_WHAT TO PRODUCE_
Count the lines in the rows below that contain the word "coffee" and give only the number.

_SOURCE MATERIAL_

-- BEGIN --

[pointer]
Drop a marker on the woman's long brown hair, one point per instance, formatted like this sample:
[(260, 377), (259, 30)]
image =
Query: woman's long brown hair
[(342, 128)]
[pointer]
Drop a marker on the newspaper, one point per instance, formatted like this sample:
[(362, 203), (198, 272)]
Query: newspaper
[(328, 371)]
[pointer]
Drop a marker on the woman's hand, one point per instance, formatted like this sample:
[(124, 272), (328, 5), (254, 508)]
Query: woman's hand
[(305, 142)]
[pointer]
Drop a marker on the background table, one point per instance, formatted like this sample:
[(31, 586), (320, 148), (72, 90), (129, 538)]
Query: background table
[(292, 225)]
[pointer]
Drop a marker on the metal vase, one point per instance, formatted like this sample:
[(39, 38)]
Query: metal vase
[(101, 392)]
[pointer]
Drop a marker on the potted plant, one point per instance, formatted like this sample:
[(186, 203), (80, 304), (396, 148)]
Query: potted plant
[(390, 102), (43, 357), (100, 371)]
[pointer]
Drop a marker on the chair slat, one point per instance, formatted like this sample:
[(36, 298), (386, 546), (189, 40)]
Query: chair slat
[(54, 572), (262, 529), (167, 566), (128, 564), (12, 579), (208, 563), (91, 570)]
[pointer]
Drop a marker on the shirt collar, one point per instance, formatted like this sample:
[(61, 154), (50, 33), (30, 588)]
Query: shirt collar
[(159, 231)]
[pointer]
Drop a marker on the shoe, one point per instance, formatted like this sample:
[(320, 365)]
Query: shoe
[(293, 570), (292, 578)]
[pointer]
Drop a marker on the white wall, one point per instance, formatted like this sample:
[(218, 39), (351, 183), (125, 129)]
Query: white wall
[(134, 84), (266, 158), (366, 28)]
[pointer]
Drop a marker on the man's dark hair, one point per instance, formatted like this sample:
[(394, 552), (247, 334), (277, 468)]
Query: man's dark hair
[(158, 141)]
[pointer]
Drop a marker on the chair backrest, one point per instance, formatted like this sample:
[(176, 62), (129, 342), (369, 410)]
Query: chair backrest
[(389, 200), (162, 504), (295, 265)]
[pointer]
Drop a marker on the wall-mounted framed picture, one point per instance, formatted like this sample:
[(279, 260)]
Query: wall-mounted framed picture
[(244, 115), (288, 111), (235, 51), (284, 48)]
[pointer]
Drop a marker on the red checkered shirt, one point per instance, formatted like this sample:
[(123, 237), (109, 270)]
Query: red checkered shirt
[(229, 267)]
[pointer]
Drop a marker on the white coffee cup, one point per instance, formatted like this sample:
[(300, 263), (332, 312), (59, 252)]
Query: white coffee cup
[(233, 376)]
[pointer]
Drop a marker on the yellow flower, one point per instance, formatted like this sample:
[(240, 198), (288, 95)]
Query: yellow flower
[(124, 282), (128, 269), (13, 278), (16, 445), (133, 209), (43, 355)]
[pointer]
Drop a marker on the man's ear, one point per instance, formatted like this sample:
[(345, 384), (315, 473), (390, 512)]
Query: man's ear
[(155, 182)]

-- END --
-- BEGIN --

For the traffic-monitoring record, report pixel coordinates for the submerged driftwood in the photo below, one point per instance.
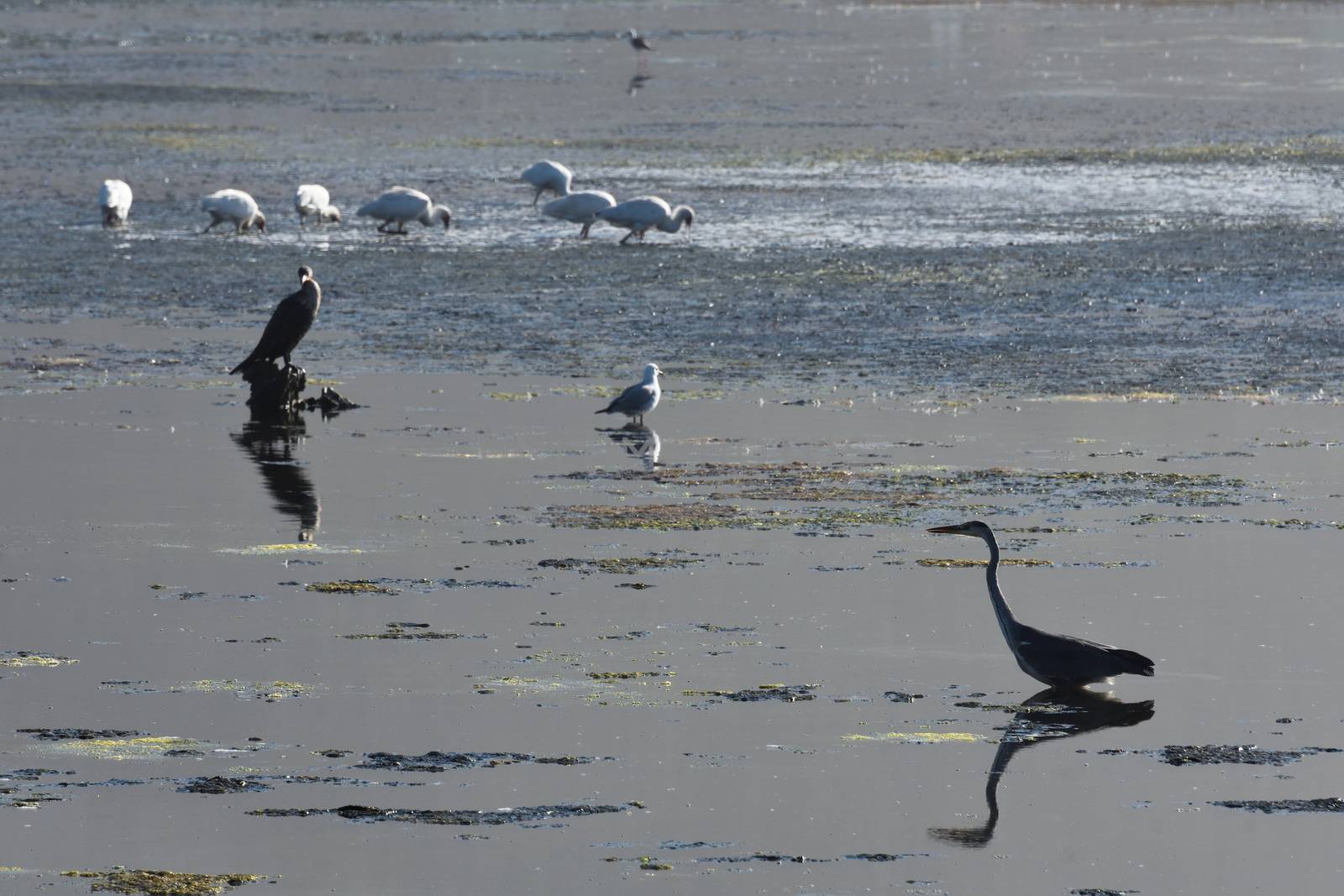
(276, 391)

-- END --

_WRITTEN SOLUTION_
2